## start Task input
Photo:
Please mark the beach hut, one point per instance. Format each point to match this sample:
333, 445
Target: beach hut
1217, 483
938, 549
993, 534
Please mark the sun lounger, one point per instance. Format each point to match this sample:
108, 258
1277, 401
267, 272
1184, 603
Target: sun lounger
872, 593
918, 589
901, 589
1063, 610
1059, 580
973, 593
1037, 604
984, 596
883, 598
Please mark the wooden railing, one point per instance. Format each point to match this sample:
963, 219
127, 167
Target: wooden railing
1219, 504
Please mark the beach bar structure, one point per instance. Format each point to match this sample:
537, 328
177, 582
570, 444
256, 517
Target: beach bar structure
## end Task input
» **Do this**: Faithfully copy every entry, leaving nothing out.

» **Answer for the task**:
Photo:
Please mark the beach hut, one point per instance. Format each point to match this sample:
333, 445
Target: beach hut
1217, 483
938, 549
993, 534
Please mark the sun lounger, one point per instance. Format each point to match this sample:
108, 258
1277, 401
267, 272
1184, 603
Target: sun lounger
872, 593
918, 589
901, 589
1063, 610
1059, 580
973, 593
1037, 604
984, 596
883, 598
Please mark the wooden railing, one point per instance. Format each point to match this sample:
963, 219
127, 167
Target: wooden railing
1219, 504
Please mark the beach bar structure, one point per instance. Format each point to match this sample:
537, 328
177, 582
570, 444
256, 517
Target: beach bar structure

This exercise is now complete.